(Dataset entries)
Start of Block

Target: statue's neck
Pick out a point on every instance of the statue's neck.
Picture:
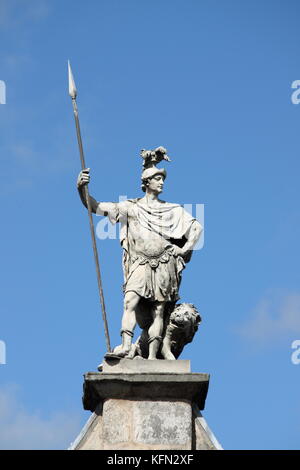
(150, 196)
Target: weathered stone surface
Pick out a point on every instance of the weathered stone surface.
(128, 366)
(99, 386)
(162, 423)
(145, 411)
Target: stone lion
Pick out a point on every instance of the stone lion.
(180, 327)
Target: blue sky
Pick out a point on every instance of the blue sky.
(210, 81)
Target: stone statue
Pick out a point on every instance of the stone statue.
(157, 238)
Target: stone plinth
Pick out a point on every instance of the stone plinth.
(139, 365)
(138, 407)
(144, 386)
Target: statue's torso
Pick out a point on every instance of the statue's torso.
(142, 240)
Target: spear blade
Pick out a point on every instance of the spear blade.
(73, 94)
(72, 86)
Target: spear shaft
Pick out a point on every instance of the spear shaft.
(73, 94)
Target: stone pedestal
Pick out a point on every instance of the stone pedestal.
(141, 404)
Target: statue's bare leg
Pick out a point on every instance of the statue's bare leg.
(156, 329)
(131, 300)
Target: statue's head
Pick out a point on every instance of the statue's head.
(153, 177)
(155, 181)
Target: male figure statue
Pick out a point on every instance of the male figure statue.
(157, 238)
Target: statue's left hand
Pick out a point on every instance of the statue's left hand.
(176, 251)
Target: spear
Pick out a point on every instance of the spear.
(73, 94)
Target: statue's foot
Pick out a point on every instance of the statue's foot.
(117, 353)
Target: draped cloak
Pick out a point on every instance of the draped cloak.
(147, 237)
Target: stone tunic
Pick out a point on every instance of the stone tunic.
(147, 236)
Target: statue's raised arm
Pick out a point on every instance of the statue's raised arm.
(99, 208)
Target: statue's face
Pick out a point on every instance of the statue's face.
(156, 184)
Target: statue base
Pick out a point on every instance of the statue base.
(137, 406)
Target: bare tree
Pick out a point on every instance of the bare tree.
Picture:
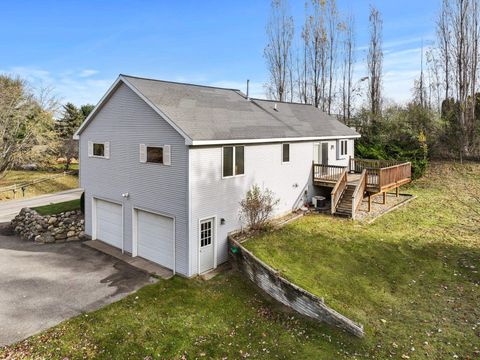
(333, 29)
(280, 31)
(348, 68)
(375, 62)
(434, 81)
(318, 50)
(419, 88)
(457, 40)
(443, 35)
(302, 64)
(25, 120)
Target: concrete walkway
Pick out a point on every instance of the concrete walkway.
(10, 208)
(138, 262)
(42, 285)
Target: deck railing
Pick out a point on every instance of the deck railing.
(357, 165)
(394, 175)
(338, 190)
(327, 172)
(357, 196)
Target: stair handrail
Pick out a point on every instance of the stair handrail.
(338, 190)
(358, 193)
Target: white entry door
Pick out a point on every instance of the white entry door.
(155, 238)
(207, 245)
(108, 222)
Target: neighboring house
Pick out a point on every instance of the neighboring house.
(165, 165)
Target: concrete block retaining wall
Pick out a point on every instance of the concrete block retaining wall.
(287, 293)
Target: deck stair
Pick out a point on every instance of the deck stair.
(344, 207)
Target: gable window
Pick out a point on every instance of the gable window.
(343, 147)
(99, 149)
(285, 153)
(233, 161)
(155, 154)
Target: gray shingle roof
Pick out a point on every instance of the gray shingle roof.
(211, 113)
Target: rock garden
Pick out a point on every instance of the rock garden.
(62, 227)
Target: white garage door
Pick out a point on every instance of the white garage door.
(109, 223)
(155, 238)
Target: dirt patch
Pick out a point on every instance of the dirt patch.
(379, 208)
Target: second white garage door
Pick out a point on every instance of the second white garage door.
(109, 222)
(155, 238)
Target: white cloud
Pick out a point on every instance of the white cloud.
(87, 73)
(79, 87)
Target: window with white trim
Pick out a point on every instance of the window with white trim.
(343, 147)
(99, 149)
(155, 154)
(285, 153)
(233, 161)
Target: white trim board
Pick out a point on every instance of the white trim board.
(272, 140)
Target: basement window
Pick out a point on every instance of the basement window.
(233, 161)
(99, 149)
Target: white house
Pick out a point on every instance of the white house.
(164, 165)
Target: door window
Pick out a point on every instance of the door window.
(205, 233)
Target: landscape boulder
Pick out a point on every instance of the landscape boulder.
(66, 226)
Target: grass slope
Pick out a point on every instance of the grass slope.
(180, 318)
(58, 208)
(50, 186)
(412, 278)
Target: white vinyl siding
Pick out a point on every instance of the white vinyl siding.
(99, 149)
(342, 148)
(127, 121)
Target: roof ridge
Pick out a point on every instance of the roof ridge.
(281, 102)
(177, 82)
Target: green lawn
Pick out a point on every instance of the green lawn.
(50, 186)
(58, 208)
(412, 278)
(179, 319)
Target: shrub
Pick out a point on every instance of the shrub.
(257, 207)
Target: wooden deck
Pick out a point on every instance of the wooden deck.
(381, 175)
(361, 178)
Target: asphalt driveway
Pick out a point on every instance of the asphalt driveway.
(42, 285)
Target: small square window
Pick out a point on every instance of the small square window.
(285, 152)
(155, 154)
(233, 161)
(99, 149)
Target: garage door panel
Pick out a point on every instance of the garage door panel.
(155, 238)
(109, 222)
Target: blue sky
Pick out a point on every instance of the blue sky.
(78, 48)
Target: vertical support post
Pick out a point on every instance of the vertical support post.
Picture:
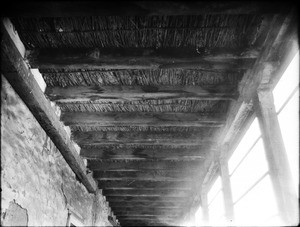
(205, 214)
(226, 188)
(280, 172)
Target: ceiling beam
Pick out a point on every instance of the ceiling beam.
(145, 209)
(146, 193)
(140, 8)
(96, 137)
(141, 119)
(16, 71)
(139, 93)
(280, 45)
(110, 184)
(184, 154)
(96, 59)
(144, 165)
(155, 201)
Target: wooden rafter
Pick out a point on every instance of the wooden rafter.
(22, 80)
(142, 8)
(137, 93)
(141, 119)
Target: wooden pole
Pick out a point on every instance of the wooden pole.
(276, 156)
(205, 214)
(16, 71)
(226, 188)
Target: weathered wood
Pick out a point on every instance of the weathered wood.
(226, 189)
(204, 206)
(149, 203)
(143, 154)
(146, 193)
(137, 215)
(141, 119)
(260, 72)
(158, 201)
(93, 59)
(96, 137)
(137, 93)
(109, 184)
(276, 157)
(115, 55)
(144, 176)
(145, 209)
(144, 165)
(140, 8)
(21, 79)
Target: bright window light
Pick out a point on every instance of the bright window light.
(251, 169)
(216, 208)
(287, 83)
(248, 140)
(258, 207)
(214, 190)
(289, 124)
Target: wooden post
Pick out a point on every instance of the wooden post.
(226, 188)
(205, 214)
(18, 74)
(276, 156)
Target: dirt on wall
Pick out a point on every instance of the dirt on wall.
(35, 176)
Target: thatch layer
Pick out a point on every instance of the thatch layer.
(144, 77)
(136, 31)
(185, 106)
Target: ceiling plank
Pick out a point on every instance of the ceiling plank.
(151, 175)
(146, 193)
(143, 184)
(176, 138)
(137, 93)
(155, 201)
(143, 154)
(141, 8)
(18, 74)
(144, 165)
(280, 43)
(145, 209)
(94, 59)
(141, 119)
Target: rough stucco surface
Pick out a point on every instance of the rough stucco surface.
(34, 174)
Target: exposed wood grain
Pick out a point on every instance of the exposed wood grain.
(136, 93)
(149, 204)
(141, 119)
(87, 59)
(280, 172)
(118, 210)
(143, 154)
(144, 165)
(24, 83)
(154, 201)
(143, 185)
(141, 8)
(97, 137)
(128, 175)
(146, 55)
(242, 108)
(146, 193)
(137, 215)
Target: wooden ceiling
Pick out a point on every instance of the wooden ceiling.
(146, 90)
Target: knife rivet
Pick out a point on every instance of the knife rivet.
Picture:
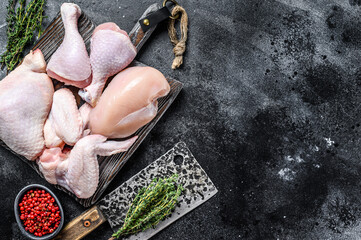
(146, 22)
(87, 223)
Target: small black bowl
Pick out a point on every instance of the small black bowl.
(19, 197)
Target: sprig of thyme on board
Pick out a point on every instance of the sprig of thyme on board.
(150, 206)
(21, 25)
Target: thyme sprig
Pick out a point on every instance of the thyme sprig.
(150, 206)
(21, 26)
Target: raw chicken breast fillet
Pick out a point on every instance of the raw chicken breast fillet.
(129, 102)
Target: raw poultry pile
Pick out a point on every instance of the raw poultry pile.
(50, 128)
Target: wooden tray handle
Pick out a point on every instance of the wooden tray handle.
(82, 225)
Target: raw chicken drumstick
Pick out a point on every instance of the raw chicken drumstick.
(78, 171)
(111, 51)
(70, 63)
(25, 96)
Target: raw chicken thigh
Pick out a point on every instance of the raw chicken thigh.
(65, 120)
(51, 139)
(25, 96)
(78, 171)
(129, 102)
(70, 63)
(111, 51)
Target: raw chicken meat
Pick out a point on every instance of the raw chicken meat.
(78, 171)
(65, 119)
(111, 51)
(70, 63)
(51, 139)
(49, 161)
(25, 95)
(129, 102)
(85, 110)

End of Block

**What is required:**
Leave out all pictures and output each line exactly, from the top of the records through the line that holds "Target: spear shaft".

**Response:**
Target: statue's neck
Pick out a point on every instance of the statue's neck.
Picture:
(150, 196)
Target: weathered stone surface
Pick out a point on every instance of the weathered stone surface.
(128, 366)
(99, 386)
(162, 423)
(145, 411)
Target: stone lion
Pick out a point on every instance of the stone lion.
(180, 327)
Target: blue sky
Pick out a point on every instance of the blue sky.
(210, 81)
Target: stone statue
Pick out a point on every instance of the stone statue.
(157, 238)
Target: stone plinth
Pick out a point on every instance of the stone plinth.
(139, 365)
(138, 407)
(144, 386)
Target: statue's torso
Pick out a point on every instance of the statue's torso.
(142, 240)
Target: spear blade
Pick out a point on every instance of the spear blade.
(73, 94)
(72, 86)
Target: spear shaft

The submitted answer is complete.